### Source extract

————

Post-campus eviction, there’s no better place on the internet for Harvard students to revel in college nostalgia than the Harvard Confessions Facebook page. Advertised as a place for “your deepest secrets,” the page allows students to anonymously post hopes, memories, regrets, frustrations, and anything else rant-worthy. Mid-lockdown, I started following the page, and feeling slightly delirious from isolation and likely overly sentimental, I admittedly found myself living vicariously through these angsty snippets of college life. Some posts told of moments from CVS or J.P. Licks and chance encounters in Harvard Square. Others mourned the loss of staring down dining hall crushes daily – crushes that posters claimed would have blossomed into beautiful relationships if only time had allowed. And some reminisced watching the sun come up from a Lamont Library window after a night of intense stress and study, which now in hindsight seems quite charming. These lighthearted recollections and other ironic, even nonsensical posts would make me laugh and uplift me – even if just momentarily – during dreary days of Zoom and banana bread baking.

————

Items listed in a dataset:
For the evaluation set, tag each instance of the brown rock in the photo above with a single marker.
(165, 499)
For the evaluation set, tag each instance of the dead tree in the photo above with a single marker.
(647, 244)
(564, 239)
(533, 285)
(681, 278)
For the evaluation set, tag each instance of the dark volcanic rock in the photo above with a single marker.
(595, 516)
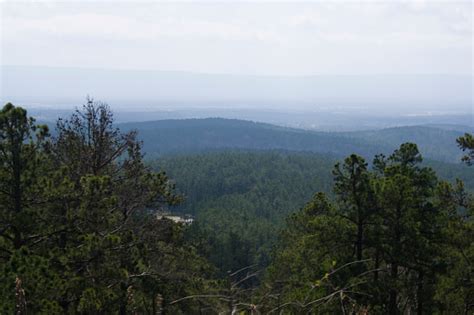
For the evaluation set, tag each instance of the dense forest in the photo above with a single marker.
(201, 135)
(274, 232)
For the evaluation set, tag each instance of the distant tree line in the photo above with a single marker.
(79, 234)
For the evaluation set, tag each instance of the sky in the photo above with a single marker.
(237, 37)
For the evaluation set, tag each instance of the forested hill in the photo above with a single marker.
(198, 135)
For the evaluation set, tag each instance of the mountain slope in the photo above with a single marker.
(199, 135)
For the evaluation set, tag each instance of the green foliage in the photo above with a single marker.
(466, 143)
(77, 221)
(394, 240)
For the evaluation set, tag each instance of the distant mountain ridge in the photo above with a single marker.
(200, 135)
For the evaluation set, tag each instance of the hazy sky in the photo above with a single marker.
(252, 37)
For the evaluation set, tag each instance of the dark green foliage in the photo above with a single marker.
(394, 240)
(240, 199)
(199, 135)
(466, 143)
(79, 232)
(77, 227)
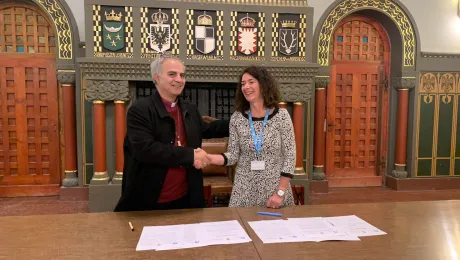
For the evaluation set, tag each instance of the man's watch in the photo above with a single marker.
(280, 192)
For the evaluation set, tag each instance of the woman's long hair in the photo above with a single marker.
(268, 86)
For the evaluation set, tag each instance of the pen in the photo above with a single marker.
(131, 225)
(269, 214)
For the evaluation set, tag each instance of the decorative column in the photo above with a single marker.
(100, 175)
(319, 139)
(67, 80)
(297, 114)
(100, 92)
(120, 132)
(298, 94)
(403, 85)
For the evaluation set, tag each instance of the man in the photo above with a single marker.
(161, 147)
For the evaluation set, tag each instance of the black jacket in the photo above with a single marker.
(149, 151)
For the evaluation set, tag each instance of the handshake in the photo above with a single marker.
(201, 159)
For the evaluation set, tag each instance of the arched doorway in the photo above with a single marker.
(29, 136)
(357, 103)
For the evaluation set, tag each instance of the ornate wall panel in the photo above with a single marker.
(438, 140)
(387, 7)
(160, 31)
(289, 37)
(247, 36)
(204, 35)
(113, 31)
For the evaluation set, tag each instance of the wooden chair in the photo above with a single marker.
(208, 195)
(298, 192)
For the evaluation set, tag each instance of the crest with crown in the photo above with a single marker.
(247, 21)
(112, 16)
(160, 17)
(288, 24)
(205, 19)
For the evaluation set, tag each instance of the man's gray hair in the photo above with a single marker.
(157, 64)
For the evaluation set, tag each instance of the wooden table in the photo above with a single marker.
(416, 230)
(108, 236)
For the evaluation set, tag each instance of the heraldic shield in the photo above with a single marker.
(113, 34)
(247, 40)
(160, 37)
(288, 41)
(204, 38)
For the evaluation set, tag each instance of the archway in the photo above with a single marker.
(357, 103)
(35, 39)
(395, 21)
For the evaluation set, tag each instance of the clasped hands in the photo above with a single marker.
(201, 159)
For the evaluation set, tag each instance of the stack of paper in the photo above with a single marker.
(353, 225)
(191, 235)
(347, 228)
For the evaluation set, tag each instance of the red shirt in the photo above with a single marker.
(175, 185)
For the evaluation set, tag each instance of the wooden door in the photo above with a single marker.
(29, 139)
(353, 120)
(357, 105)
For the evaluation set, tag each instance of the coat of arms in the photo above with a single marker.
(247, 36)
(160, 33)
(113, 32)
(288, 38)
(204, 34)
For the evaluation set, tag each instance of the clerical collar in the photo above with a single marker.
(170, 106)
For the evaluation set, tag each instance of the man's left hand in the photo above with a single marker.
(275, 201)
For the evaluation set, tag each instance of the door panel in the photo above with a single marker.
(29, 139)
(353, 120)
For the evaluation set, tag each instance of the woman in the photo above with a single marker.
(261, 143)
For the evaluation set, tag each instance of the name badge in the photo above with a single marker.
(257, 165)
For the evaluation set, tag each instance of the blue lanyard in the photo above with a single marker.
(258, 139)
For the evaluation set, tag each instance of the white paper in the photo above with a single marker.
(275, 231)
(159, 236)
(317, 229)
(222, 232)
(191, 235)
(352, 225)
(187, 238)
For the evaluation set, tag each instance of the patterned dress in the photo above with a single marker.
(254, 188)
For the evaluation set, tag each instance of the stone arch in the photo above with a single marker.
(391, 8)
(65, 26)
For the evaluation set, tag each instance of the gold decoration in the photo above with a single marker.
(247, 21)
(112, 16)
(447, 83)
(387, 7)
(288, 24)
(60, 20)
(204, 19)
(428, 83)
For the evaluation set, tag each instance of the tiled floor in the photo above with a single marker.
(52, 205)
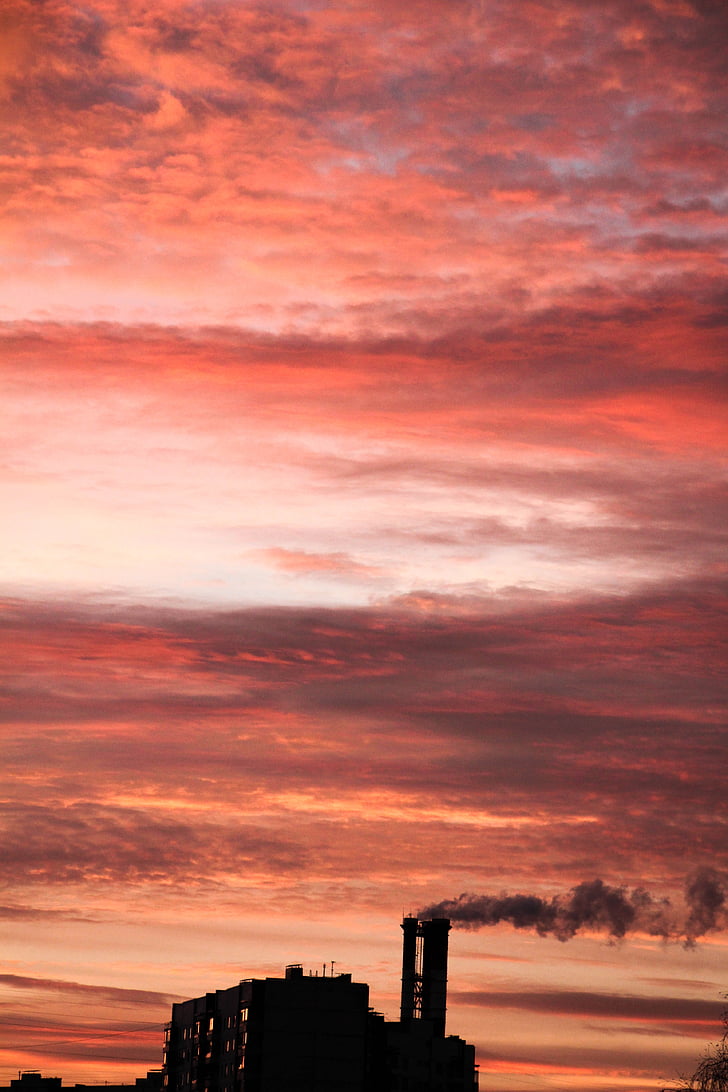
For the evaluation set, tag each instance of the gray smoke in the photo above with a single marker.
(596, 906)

————

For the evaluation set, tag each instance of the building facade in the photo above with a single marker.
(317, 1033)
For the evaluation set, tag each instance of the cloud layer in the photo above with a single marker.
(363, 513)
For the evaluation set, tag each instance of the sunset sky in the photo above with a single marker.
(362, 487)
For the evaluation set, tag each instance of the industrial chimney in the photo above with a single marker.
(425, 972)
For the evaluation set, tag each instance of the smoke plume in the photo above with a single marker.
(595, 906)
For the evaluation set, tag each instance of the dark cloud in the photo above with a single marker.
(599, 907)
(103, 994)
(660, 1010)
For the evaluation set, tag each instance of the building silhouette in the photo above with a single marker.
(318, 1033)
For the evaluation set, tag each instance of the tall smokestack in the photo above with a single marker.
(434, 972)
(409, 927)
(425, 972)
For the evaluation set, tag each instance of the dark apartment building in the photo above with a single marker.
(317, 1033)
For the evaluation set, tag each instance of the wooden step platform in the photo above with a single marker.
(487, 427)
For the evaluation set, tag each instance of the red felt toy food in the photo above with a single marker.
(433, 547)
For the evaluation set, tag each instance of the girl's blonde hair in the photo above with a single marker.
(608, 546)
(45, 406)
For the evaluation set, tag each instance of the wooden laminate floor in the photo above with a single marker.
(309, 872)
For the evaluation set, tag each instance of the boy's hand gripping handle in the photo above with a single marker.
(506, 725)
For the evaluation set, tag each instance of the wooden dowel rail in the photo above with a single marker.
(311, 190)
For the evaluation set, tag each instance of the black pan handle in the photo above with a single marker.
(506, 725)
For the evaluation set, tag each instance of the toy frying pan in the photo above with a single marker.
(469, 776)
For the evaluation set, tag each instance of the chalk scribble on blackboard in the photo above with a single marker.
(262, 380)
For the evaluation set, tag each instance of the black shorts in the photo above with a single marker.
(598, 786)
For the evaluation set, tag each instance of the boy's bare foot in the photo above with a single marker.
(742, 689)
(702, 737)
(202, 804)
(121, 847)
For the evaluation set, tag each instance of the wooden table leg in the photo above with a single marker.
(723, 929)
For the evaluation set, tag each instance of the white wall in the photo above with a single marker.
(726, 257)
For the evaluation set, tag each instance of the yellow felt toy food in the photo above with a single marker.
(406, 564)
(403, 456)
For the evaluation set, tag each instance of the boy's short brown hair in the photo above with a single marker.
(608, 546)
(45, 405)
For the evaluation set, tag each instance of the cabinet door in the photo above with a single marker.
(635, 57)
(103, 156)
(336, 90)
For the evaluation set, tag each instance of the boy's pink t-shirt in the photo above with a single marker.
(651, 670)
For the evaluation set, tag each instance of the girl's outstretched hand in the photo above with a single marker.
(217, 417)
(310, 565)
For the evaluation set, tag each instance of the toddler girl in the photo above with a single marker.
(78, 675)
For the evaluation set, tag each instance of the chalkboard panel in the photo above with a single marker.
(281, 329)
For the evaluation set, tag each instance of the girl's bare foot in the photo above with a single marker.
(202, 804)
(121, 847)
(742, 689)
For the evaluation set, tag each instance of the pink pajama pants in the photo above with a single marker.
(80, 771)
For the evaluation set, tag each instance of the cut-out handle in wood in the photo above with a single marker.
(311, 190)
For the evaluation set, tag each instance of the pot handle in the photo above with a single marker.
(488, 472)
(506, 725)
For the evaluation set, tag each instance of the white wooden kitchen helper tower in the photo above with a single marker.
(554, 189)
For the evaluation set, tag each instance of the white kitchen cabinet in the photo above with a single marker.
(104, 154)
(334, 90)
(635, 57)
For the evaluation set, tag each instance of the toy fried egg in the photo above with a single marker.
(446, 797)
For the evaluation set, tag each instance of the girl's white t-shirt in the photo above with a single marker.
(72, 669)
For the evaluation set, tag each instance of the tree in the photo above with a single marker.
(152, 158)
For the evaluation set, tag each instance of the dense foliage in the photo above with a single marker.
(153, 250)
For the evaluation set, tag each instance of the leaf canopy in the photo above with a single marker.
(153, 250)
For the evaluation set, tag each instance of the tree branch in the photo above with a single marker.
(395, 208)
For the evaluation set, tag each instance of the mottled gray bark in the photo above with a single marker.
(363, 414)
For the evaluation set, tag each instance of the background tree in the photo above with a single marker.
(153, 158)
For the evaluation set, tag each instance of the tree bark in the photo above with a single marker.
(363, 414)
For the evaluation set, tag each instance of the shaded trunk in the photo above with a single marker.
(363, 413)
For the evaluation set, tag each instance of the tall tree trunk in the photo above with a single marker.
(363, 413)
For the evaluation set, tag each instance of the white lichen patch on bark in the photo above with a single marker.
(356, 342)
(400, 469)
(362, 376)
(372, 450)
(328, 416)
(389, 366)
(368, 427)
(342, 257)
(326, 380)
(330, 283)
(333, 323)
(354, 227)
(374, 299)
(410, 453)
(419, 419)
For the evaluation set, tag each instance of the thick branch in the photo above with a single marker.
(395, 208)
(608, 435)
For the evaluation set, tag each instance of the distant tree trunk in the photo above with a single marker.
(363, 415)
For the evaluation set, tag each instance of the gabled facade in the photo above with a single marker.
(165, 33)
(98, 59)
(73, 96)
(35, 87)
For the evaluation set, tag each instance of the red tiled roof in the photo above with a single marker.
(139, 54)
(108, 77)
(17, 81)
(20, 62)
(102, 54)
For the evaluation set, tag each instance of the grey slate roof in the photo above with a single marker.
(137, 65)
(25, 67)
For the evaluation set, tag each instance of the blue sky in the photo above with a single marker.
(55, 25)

————

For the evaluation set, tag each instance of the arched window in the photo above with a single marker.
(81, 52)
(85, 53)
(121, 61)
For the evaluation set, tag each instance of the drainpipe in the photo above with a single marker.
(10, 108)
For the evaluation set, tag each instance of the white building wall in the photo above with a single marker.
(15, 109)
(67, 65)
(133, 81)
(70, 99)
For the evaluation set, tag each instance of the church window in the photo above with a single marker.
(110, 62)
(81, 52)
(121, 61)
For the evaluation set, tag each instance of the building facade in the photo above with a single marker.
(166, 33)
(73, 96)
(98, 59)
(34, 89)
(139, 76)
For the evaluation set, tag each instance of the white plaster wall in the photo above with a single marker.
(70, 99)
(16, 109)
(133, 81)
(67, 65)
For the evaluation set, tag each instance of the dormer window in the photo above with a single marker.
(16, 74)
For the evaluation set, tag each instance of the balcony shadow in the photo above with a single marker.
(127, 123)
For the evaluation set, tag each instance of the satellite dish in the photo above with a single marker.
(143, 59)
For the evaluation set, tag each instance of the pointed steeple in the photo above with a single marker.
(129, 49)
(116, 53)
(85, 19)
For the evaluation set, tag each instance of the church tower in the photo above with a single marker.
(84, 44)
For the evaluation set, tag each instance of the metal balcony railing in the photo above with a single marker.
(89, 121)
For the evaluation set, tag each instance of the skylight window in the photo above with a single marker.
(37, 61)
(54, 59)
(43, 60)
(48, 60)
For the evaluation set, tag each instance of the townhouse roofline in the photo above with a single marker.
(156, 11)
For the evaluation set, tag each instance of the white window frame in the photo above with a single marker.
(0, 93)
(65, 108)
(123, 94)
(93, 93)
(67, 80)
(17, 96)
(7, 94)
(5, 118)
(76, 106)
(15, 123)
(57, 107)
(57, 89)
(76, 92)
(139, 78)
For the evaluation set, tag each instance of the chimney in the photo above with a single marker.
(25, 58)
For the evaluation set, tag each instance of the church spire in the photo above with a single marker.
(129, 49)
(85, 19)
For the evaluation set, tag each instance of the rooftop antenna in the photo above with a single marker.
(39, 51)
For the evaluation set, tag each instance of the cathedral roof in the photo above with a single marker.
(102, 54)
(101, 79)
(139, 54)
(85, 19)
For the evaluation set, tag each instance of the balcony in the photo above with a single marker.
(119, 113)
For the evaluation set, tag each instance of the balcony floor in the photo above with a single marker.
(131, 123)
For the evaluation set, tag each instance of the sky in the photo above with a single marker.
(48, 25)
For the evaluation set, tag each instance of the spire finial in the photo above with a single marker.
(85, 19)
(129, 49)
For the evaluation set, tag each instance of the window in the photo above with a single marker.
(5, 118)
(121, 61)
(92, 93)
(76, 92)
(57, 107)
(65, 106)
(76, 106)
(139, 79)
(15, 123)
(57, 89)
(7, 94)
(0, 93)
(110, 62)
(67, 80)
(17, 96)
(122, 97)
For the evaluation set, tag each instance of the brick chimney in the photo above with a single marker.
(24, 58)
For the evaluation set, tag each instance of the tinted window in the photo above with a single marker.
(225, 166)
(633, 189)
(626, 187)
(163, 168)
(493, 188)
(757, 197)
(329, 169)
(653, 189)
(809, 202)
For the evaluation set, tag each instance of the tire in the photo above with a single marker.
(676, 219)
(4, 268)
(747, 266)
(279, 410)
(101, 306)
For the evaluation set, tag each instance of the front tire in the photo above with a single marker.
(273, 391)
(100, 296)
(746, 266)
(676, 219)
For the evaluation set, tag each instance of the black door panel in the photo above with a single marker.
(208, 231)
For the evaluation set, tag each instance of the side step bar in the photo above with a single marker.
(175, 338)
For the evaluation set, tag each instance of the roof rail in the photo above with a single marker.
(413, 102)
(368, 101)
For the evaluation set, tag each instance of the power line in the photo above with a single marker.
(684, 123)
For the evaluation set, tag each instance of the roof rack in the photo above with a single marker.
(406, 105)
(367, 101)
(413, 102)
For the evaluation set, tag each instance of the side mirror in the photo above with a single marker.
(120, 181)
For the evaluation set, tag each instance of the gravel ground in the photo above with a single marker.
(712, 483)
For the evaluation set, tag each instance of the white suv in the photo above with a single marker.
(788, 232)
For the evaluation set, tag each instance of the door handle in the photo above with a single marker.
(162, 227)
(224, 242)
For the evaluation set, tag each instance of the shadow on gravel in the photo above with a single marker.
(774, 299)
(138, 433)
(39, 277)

————

Please reproduce the passage about the Harvard Confessions Facebook page word for word, in full.

Post-campus eviction, there’s no better place on the internet for Harvard students to revel in college nostalgia than the Harvard Confessions Facebook page. Advertised as a place for “your deepest secrets,” the page allows students to anonymously post hopes, memories, regrets, frustrations, and anything else rant-worthy. Mid-lockdown, I started following the page, and feeling slightly delirious from isolation and likely overly sentimental, I admittedly found myself living vicariously through these angsty snippets of college life. Some posts told of moments from CVS or J.P. Licks and chance encounters in Harvard Square. Others mourned the loss of staring down dining hall crushes daily – crushes that posters claimed would have blossomed into beautiful relationships if only time had allowed. And some reminisced watching the sun come up from a Lamont Library window after a night of intense stress and study, which now in hindsight seems quite charming. These lighthearted recollections and other ironic, even nonsensical posts would make me laugh and uplift me – even if just momentarily – during dreary days of Zoom and banana bread baking.